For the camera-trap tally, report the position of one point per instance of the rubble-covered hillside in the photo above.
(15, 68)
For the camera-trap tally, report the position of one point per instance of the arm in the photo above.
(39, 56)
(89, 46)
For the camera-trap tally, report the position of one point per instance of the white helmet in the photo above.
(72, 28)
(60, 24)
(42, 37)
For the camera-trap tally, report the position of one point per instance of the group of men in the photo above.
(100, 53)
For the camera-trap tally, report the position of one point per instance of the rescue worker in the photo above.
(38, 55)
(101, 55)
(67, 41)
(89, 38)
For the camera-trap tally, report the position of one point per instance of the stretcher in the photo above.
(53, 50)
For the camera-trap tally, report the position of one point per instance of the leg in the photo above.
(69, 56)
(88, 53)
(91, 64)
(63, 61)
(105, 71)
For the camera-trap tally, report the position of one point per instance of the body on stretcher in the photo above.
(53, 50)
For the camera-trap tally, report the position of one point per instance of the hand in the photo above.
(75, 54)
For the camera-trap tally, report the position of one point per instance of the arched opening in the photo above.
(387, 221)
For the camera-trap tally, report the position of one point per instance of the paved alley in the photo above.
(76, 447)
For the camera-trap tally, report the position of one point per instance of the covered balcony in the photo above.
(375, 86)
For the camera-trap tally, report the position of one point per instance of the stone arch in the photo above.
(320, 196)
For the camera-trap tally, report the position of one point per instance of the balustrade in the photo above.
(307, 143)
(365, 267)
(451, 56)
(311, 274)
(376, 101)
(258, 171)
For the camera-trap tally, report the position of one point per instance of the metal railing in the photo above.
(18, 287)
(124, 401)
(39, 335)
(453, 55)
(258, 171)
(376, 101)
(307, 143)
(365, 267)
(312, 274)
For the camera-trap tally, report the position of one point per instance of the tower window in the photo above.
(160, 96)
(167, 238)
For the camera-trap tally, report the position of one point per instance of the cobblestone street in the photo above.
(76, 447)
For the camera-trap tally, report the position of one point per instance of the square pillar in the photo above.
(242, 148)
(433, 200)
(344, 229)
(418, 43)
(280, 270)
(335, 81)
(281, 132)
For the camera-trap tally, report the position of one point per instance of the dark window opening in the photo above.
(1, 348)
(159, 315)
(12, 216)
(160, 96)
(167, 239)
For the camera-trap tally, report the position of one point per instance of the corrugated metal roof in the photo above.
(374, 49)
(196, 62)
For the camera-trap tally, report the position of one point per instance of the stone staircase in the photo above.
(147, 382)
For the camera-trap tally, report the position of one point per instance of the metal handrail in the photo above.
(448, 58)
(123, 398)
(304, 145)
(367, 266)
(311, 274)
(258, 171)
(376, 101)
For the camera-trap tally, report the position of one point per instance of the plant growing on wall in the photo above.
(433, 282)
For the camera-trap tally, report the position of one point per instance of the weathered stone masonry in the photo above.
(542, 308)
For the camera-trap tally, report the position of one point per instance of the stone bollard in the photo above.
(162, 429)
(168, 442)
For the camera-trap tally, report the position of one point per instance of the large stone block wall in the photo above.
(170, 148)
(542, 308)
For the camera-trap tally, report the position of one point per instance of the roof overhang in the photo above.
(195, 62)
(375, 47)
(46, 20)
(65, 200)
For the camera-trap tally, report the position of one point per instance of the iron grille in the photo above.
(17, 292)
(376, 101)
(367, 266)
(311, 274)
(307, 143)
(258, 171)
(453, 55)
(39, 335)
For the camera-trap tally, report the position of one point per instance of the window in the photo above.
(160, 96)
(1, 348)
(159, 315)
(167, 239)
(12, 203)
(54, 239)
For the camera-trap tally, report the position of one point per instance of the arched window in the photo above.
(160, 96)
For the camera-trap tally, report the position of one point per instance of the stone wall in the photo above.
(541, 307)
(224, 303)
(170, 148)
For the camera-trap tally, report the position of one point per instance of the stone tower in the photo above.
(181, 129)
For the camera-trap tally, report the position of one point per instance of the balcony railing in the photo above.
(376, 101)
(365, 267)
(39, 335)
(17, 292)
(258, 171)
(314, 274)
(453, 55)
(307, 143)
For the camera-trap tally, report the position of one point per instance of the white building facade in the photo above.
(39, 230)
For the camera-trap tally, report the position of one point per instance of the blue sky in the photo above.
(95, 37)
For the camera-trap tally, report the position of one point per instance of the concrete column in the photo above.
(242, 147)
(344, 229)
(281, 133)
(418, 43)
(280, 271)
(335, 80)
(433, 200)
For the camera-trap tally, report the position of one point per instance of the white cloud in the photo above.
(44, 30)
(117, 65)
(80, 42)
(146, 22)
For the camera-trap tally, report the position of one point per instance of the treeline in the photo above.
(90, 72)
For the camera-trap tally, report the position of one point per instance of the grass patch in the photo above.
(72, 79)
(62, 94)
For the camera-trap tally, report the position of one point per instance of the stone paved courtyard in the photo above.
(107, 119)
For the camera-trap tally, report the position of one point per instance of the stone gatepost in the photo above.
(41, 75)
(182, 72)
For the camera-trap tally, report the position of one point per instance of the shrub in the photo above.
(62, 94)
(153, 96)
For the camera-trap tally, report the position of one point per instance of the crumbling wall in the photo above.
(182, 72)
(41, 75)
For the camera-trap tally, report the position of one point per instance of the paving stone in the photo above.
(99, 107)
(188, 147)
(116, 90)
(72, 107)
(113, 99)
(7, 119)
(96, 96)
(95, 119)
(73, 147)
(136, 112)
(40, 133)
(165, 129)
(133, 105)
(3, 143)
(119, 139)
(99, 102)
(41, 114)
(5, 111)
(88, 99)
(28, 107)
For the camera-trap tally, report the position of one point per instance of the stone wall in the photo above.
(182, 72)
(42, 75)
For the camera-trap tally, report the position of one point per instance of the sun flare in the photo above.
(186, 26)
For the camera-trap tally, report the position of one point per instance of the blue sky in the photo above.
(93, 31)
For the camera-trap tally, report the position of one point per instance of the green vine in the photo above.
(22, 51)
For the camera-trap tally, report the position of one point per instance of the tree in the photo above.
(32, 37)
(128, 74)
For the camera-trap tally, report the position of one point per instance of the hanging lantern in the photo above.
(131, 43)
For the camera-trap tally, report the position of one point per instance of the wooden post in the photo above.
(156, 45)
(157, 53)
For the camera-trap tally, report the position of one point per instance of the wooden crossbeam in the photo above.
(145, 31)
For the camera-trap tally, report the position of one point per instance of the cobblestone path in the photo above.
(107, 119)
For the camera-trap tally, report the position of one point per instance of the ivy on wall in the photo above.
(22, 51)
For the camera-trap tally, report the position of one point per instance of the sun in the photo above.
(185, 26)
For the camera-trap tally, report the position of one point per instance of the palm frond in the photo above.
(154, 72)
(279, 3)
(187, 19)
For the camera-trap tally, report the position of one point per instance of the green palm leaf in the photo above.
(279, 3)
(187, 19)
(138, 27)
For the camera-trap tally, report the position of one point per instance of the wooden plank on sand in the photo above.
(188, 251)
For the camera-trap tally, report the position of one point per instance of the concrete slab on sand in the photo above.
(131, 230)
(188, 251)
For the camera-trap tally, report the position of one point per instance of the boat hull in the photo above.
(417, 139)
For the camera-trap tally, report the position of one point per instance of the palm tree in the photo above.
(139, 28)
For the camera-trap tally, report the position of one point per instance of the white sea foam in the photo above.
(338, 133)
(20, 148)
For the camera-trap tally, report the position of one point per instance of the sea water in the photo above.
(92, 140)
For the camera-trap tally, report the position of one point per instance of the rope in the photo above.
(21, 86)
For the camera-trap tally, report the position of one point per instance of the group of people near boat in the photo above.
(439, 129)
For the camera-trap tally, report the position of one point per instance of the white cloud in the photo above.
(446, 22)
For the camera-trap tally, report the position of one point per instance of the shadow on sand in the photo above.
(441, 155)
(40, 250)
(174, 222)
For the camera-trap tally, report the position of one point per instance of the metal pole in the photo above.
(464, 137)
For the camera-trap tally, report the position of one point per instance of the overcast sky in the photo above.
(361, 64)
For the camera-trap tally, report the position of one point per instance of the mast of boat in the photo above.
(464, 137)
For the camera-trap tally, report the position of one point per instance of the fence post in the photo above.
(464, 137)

^^^^^^^^^^^^^^^^

● **What you should do**
Quote exactly the line containing "water in the photo above." and every later line through the end of the listing, and no other lines.

● **Full response**
For the camera-trap tally, report the position of one point per instance of the sea water in the photo above.
(92, 140)
For the camera-trap tally, report the position of one point per instance of the rope in the photo above.
(21, 86)
For the camera-trap tally, report the position of one point per instance of the group of people near boat in the photo above.
(439, 129)
For the camera-trap tally, report the position of one point per instance of the white cloud in the photo above.
(446, 22)
For the camera-trap tally, report the position of one point per instance of the shadow on sand in the photo above.
(441, 155)
(40, 250)
(174, 222)
For the camera-trap tally, report the position of one point per instance of the metal pole in the photo above.
(464, 137)
For the camera-trap tally, report the position of one point per instance of the overcast sky in the photo above.
(361, 64)
For the camera-trap tally, report the position of one point per instance of the mast of boat in the photo above.
(464, 137)
For the camera-trap tally, report the position of one point per instance of the fence post in the photo above.
(464, 137)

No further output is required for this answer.